* To do:
Answer these from the event notice on The Global Fund for Children below:
1. On what date is the panel held?
2. Who are the two people named for the discussion?
3. Since 1997, how many children does the organization say it has reached worldwide?

The Global Fund for Children: Trusting in the Power of Local

The Global Fund for Children: Trusting in the Power of Local 
A Working Model for Transforming Lives


The Global Fund for Children: Trusting in the Power of Local

FRIDAY, MAY 12, 2017
Time: 8:00 AM Continental Breakfast
8:15 AM Program

The World Affairs Council's panel topic on May 12 is: "Trusting in the Power of Local: A Working Model for Transforming Lives." 

The Global Fund for Children says, "For more than 20 years, the Global Fund for Children has been quietly transforming the lives of children and their families around the globe. Our 'secret sauce'? A unique approach to working with stakeholders from the ground up. Join us for an in-depth discussion with Marijana Savić and Bahati Kanyamanza, key players in their organizations' success, and hear firsthand how GFC's unique model builds the capacity of civic leaders and their organizations to enrich the lives of the most vulnerable members of society: children."

GFC's mission is explained on the agency's website: "At The Global Fund for Children, we transform the lives of children on the edges of society—trafficked children, refugees, child laborers—and help them regain their rights and pursue their dreams. In other words, we do all we can to let kids be kids—no matter what their circumstances. Since 1997, we’ve reached nearly 10 million children worldwide."

* Supplied data:
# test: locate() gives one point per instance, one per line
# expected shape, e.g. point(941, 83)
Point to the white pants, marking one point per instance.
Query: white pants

* Response to the exercise:
1. Friday, May 12, 2017
2. Marijana Savić and Bahati Kanyamanza
3. Nearly 10 million